Exercise task
Format the data below as a Markdown table with two columns, No. and Entry. Number every nonblank line in order and leave out blank lines.

Material shown
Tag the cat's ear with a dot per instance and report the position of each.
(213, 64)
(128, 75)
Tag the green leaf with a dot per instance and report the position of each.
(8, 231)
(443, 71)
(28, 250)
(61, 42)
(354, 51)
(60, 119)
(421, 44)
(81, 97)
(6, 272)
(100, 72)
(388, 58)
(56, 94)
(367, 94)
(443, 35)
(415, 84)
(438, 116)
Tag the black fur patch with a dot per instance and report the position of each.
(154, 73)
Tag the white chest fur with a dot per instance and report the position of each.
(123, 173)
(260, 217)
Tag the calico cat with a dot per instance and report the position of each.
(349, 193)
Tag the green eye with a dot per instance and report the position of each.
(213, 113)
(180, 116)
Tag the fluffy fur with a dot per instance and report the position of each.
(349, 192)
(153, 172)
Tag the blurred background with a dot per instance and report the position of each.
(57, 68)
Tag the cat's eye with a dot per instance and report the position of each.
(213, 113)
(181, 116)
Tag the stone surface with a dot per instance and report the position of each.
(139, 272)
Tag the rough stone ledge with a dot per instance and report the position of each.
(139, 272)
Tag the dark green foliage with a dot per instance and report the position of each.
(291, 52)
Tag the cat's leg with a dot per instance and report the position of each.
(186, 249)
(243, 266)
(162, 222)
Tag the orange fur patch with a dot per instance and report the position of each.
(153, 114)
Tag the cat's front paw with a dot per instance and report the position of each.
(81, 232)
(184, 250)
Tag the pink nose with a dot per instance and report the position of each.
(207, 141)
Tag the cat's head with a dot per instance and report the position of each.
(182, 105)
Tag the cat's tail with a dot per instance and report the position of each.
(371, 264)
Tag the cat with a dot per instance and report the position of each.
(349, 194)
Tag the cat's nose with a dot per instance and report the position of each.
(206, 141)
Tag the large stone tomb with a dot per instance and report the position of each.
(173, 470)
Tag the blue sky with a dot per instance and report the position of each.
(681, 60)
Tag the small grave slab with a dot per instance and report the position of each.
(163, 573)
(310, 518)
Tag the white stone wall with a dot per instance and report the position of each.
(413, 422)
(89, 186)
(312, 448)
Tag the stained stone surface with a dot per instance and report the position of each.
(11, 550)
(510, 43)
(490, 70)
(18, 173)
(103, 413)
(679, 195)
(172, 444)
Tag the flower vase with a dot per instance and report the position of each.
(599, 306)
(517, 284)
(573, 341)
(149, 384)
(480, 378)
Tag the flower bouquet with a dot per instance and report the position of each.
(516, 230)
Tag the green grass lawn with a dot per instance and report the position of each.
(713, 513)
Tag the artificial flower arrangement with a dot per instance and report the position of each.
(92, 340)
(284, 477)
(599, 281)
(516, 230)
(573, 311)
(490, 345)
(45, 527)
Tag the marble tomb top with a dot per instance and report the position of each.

Exercise output
| No. | Entry |
|---|---|
| 1 | Tag the cat's ear with a dot per instance and report the position of each. |
| 2 | (213, 64) |
| 3 | (128, 75) |
| 4 | Tag the green leaf with a dot per instance and report the position of each. |
| 5 | (8, 231) |
| 6 | (443, 71) |
| 7 | (28, 250) |
| 8 | (61, 42) |
| 9 | (354, 51) |
| 10 | (60, 119) |
| 11 | (421, 44) |
| 12 | (81, 97) |
| 13 | (6, 272) |
| 14 | (100, 72) |
| 15 | (388, 58) |
| 16 | (56, 94) |
| 17 | (367, 94) |
| 18 | (443, 35) |
| 19 | (415, 84) |
| 20 | (438, 116) |
| 21 | Tag the black fur patch with a dot per instance and report the position of each. |
| 22 | (154, 73) |
| 23 | Tag the white chest fur with a dot per instance and report the position of each. |
| 24 | (123, 173) |
| 25 | (260, 217) |
| 26 | Tag the calico cat with a dot per instance and report the position of each. |
| 27 | (349, 193) |
| 28 | Tag the green eye with a dot per instance and report the position of each. |
| 29 | (213, 113) |
| 30 | (180, 116) |
| 31 | Tag the fluffy fur with a dot per instance and report the position of each. |
| 32 | (349, 192) |
| 33 | (153, 172) |
| 34 | Tag the blurred background with a dot per instance and report the position of each. |
| 35 | (57, 68) |
| 36 | Tag the cat's eye with a dot per instance and report the position of each. |
| 37 | (213, 113) |
| 38 | (181, 116) |
| 39 | Tag the stone surface with a dot per instance and report the position of each. |
| 40 | (139, 272) |
| 41 | Tag the rough stone ledge with a dot per instance and report the position of each. |
| 42 | (139, 272) |
| 43 | Tag the dark green foliage with a dot per instance and report the position of each. |
| 44 | (291, 52) |
| 45 | Tag the cat's leg with a dot per instance and report the position of each. |
| 46 | (186, 249) |
| 47 | (243, 266) |
| 48 | (162, 222) |
| 49 | Tag the orange fur patch with a dot per instance and report the position of each. |
| 50 | (153, 114) |
| 51 | Tag the cat's front paw with a dot per instance and report the position of each. |
| 52 | (81, 232) |
| 53 | (184, 250) |
| 54 | Tag the pink nose with a dot per instance and report the position of each. |
| 55 | (207, 141) |
| 56 | Tag the cat's head with a dot per instance and report the position of each. |
| 57 | (182, 105) |
| 58 | Tag the cat's tail with a dot per instance and report the position of each. |
| 59 | (371, 264) |
| 60 | Tag the cat with a dot per instance and report the position of each. |
| 61 | (349, 194) |
| 62 | Tag the cat's nose with a dot per instance and report the position of each. |
| 63 | (206, 141) |
| 64 | Tag the large stone tomb with a dot per instance and report the position of each. |
| 65 | (173, 470) |
| 66 | Tag the blue sky with a dot per instance and report the position of each. |
| 67 | (681, 60) |
| 68 | Tag the small grave slab with a dot per instance and report the position of each. |
| 69 | (163, 573) |
| 70 | (310, 518) |
| 71 | Tag the white stone wall with a dot per instance and report the position of each. |
| 72 | (413, 422) |
| 73 | (89, 186) |
| 74 | (312, 448) |
| 75 | Tag the stained stone surface with a dot per instance and report the position of each. |
| 76 | (11, 550) |
| 77 | (510, 43) |
| 78 | (490, 70) |
| 79 | (18, 173) |
| 80 | (103, 413) |
| 81 | (679, 195) |
| 82 | (172, 444) |
| 83 | Tag the flower vase with a dot per instance and report the position of each. |
| 84 | (599, 306) |
| 85 | (517, 284) |
| 86 | (573, 341) |
| 87 | (149, 384) |
| 88 | (480, 378) |
| 89 | Tag the flower bouquet with a dot per instance and report the position of each. |
| 90 | (516, 230) |
| 91 | Tag the green grass lawn with a dot per instance and report the position of each. |
| 92 | (713, 513) |
| 93 | Tag the artificial flower arrangement with a dot per instance and report the position of each. |
| 94 | (92, 340) |
| 95 | (284, 477) |
| 96 | (599, 281) |
| 97 | (516, 230) |
| 98 | (573, 311) |
| 99 | (490, 345) |
| 100 | (45, 527) |
| 101 | Tag the marble tomb top with a dot per instance and report the position of each. |